*TASK GOAL:* Please copy, exactly as they appear below, the lines from the one containing "Each <instance> block" through the one containing "negative clicks: (347, 529)".

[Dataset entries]
=-=-=
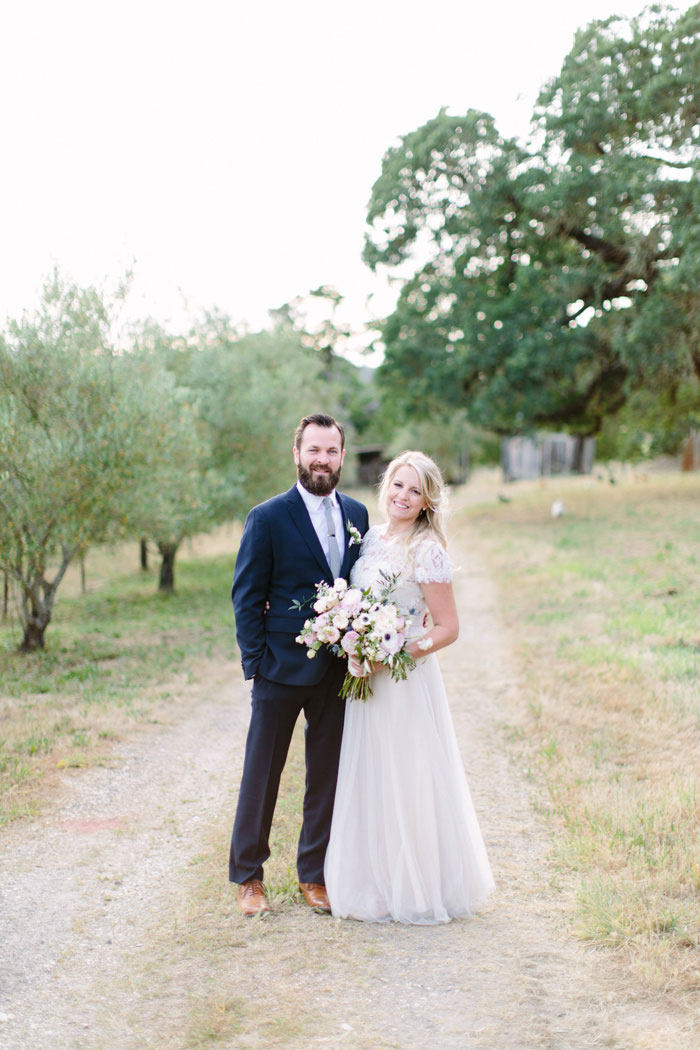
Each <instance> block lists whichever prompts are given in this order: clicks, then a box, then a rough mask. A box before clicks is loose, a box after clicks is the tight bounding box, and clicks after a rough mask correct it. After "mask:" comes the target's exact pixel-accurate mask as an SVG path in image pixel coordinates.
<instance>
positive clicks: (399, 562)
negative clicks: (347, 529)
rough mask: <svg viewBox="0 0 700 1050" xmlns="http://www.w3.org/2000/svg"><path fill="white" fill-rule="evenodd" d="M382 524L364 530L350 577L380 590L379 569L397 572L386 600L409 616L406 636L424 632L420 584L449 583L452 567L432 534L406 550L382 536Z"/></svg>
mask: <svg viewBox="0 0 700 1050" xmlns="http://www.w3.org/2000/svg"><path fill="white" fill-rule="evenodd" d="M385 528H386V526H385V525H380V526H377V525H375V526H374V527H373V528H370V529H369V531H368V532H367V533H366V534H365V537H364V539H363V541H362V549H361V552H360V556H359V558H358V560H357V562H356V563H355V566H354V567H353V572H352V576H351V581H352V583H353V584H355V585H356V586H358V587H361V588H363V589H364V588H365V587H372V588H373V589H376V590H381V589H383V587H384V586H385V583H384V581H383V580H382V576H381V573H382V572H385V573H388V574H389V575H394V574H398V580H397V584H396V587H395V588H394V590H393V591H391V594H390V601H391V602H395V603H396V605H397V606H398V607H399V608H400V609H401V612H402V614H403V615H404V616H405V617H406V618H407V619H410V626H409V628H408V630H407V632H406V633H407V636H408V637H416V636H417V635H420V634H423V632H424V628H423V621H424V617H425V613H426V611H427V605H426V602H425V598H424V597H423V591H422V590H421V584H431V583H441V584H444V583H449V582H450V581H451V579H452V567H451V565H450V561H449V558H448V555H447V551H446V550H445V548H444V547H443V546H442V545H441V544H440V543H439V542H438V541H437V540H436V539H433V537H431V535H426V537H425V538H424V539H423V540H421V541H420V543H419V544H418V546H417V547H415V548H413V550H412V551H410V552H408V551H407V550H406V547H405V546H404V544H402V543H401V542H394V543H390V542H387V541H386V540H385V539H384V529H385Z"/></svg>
=-=-=
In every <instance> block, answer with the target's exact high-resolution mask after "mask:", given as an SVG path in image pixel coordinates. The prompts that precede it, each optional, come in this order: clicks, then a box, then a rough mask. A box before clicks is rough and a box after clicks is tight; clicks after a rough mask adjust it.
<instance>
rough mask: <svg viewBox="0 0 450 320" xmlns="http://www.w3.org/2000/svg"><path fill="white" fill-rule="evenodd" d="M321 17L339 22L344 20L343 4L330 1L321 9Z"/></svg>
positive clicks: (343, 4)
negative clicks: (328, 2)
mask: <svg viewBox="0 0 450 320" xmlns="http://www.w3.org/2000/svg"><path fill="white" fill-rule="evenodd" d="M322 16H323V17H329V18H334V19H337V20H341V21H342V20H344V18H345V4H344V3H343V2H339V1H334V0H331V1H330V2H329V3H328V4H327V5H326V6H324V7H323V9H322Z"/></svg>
=-=-=
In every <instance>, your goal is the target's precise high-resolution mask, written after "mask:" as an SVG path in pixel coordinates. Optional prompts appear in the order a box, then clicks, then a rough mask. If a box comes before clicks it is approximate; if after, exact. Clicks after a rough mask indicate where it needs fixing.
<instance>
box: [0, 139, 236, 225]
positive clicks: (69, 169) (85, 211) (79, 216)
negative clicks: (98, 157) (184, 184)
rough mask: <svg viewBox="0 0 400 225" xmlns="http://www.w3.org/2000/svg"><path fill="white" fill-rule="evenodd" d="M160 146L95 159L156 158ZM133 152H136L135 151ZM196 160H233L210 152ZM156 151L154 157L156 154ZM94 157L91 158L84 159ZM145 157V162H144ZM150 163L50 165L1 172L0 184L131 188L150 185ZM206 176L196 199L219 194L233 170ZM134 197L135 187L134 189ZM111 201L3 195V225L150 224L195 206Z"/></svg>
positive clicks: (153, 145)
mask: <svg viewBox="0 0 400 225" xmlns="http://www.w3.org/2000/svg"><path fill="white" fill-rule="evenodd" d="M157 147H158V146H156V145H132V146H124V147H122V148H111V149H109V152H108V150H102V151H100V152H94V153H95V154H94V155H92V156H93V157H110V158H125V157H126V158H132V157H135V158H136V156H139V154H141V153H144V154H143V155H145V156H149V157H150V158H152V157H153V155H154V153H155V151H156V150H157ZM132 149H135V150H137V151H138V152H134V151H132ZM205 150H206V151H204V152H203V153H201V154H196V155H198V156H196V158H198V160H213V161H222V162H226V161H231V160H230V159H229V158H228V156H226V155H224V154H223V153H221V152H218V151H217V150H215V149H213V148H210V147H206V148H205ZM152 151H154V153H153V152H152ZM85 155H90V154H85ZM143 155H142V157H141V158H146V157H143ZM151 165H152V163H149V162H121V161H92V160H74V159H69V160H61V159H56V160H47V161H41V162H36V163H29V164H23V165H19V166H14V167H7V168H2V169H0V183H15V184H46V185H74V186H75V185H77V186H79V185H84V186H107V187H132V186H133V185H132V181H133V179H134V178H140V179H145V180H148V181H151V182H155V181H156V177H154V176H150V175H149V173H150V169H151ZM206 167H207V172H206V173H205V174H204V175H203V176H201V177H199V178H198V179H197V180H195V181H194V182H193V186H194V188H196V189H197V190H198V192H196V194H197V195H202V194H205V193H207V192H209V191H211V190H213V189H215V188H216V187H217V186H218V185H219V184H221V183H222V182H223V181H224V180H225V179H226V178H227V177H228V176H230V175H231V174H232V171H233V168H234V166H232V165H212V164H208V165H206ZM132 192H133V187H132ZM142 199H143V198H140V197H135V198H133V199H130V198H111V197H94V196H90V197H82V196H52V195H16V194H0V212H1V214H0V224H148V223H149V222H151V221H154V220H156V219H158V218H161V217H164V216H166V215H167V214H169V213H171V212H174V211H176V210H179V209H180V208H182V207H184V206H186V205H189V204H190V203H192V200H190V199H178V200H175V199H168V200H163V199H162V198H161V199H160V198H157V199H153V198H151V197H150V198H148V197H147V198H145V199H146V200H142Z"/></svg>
=-=-=
*THE COMPLETED TASK:*
Each <instance> block lists whichever prompts are given in this order: clicks, then a box, then a rough mask. A box before clicks is loose, a box after clicks is the tight bounding box, and clicks after a rough mask correct it. After "mask:" comes the target's exact pixel-accurate mask as an SVG path in image pixel coordinates.
<instance>
positive clicks: (399, 562)
negative clicks: (347, 529)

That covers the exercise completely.